- DESCRIPTION OF THE TASK -
Transcribe only the lines in the data below falling between the line with "--target parked car" and the line with "--target green tree canopy", including those two lines, and leave out any picture.

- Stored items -
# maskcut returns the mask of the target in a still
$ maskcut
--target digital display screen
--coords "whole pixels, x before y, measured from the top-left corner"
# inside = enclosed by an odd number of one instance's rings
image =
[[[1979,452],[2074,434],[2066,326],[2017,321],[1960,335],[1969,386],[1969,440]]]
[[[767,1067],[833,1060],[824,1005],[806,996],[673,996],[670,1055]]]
---
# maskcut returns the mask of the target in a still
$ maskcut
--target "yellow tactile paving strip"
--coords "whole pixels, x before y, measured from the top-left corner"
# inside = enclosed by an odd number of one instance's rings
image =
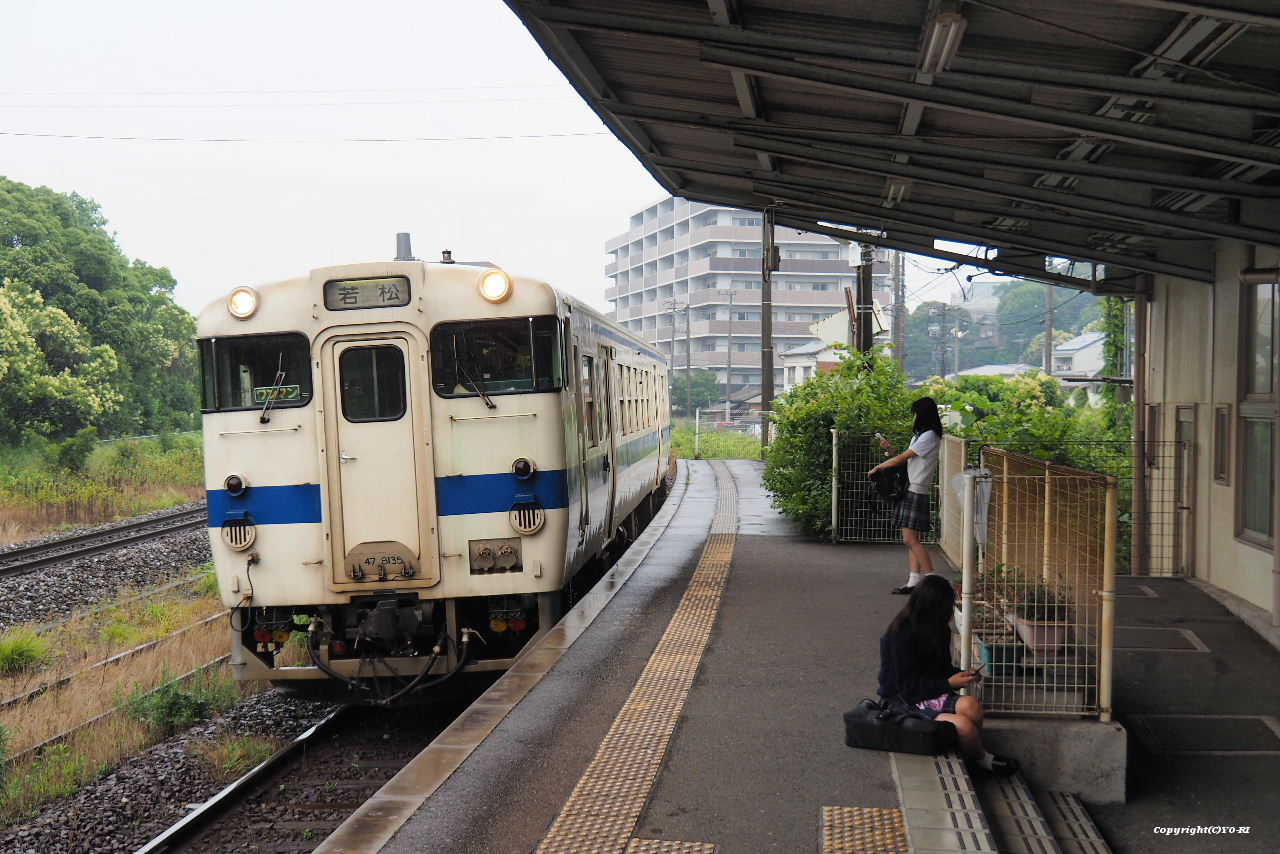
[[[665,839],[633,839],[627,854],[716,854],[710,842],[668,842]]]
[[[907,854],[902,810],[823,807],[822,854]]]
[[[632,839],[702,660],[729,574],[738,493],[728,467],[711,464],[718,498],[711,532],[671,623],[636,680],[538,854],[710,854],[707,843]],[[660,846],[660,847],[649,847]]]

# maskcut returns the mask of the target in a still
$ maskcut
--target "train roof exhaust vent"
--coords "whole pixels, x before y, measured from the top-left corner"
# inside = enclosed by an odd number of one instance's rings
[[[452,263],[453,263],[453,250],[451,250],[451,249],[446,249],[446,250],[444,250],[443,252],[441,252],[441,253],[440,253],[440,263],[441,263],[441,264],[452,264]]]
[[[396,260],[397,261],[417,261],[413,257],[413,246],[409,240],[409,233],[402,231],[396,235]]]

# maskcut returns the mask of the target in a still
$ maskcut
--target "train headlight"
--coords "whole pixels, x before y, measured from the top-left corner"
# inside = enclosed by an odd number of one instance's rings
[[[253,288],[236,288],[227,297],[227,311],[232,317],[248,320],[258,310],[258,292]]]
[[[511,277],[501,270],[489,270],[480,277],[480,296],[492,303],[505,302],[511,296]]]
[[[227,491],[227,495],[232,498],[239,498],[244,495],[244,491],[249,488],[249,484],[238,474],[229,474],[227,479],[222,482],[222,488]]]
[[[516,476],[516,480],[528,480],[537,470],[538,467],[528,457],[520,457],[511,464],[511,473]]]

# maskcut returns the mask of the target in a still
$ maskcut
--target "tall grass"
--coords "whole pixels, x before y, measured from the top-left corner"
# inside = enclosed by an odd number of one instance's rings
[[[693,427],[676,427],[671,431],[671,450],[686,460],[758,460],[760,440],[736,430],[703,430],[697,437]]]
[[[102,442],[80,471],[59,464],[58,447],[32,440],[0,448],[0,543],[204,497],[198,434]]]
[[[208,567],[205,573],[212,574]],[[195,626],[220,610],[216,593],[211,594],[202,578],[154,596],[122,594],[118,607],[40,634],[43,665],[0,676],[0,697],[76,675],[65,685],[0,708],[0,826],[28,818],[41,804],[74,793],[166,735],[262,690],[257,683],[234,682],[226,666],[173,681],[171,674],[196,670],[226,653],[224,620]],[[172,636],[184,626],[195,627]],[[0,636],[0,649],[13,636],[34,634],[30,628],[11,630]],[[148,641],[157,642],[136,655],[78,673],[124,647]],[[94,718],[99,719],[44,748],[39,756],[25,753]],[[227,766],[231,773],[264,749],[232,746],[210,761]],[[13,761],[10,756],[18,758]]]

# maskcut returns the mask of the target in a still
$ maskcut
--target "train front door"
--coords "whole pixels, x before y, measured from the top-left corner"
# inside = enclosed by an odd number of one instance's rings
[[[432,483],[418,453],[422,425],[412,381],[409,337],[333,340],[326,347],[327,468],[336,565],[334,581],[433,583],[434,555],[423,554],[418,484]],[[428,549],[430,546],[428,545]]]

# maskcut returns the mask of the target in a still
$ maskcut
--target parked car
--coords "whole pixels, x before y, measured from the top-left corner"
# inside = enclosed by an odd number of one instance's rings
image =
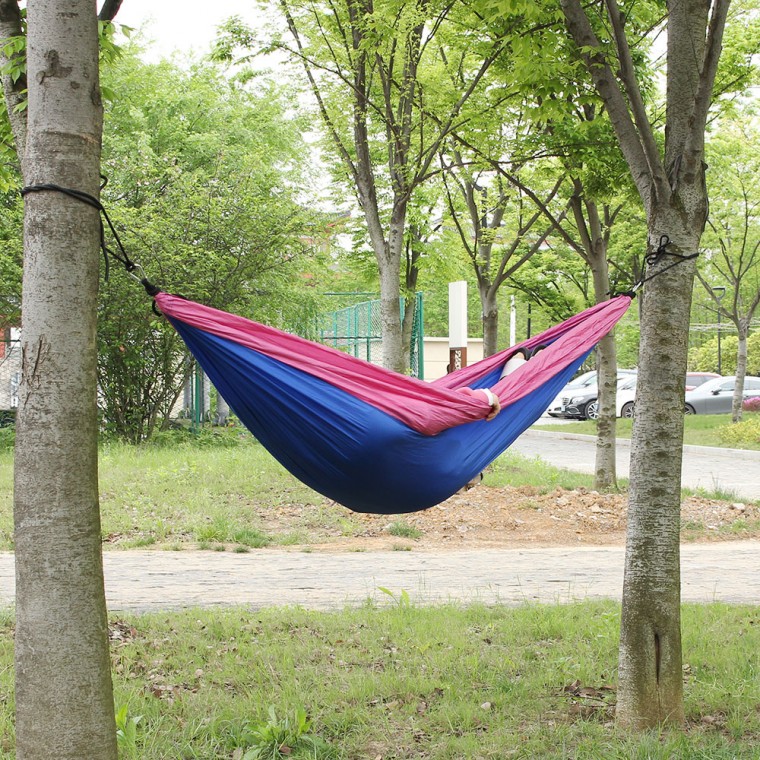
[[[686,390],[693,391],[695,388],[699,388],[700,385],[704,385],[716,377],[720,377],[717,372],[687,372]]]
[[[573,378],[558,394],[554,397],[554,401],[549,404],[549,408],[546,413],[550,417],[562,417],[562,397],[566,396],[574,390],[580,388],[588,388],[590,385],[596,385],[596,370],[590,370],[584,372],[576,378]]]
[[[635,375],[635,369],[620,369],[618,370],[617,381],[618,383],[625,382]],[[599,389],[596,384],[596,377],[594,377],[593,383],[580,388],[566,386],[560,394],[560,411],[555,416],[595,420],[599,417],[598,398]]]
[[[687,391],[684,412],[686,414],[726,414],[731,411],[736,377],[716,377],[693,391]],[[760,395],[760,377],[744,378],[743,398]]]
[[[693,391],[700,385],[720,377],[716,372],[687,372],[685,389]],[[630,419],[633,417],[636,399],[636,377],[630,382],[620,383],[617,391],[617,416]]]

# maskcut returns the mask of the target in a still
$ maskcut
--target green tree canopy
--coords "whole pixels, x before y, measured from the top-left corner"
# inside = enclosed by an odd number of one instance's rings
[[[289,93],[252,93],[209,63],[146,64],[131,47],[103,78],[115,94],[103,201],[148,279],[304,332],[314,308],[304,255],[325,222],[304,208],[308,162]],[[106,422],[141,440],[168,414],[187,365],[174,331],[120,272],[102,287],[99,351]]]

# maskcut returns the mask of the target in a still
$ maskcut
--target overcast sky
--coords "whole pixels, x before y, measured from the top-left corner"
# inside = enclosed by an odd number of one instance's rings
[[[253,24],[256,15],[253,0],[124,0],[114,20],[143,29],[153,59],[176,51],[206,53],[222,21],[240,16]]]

- EXERCISE OUTPUT -
--target parked car
--coords "whole pixels, x before y, measured from the top-left corner"
# inside = enclosed by an odd number of one instance's rings
image =
[[[686,390],[693,391],[695,388],[699,388],[700,385],[704,385],[716,377],[720,377],[717,372],[687,372]]]
[[[573,378],[558,394],[554,397],[554,401],[549,404],[549,408],[546,413],[550,417],[562,417],[562,397],[566,396],[574,390],[580,388],[588,388],[590,385],[596,385],[596,370],[590,370],[584,372],[576,378]]]
[[[635,375],[635,369],[620,369],[618,370],[617,381],[618,383],[625,382]],[[599,389],[596,384],[596,377],[594,377],[593,383],[580,388],[566,386],[560,394],[560,411],[555,416],[595,420],[599,417],[598,398]]]
[[[687,391],[684,412],[686,414],[726,414],[731,411],[736,377],[716,377],[693,391]],[[760,395],[760,377],[744,378],[743,398]]]
[[[693,391],[700,385],[720,377],[716,372],[687,372],[685,389]],[[630,419],[633,417],[636,399],[636,377],[630,382],[620,383],[617,391],[617,416]]]

# maskcut returns the mask of the target in a still
$ maskcut
--target green tree canopy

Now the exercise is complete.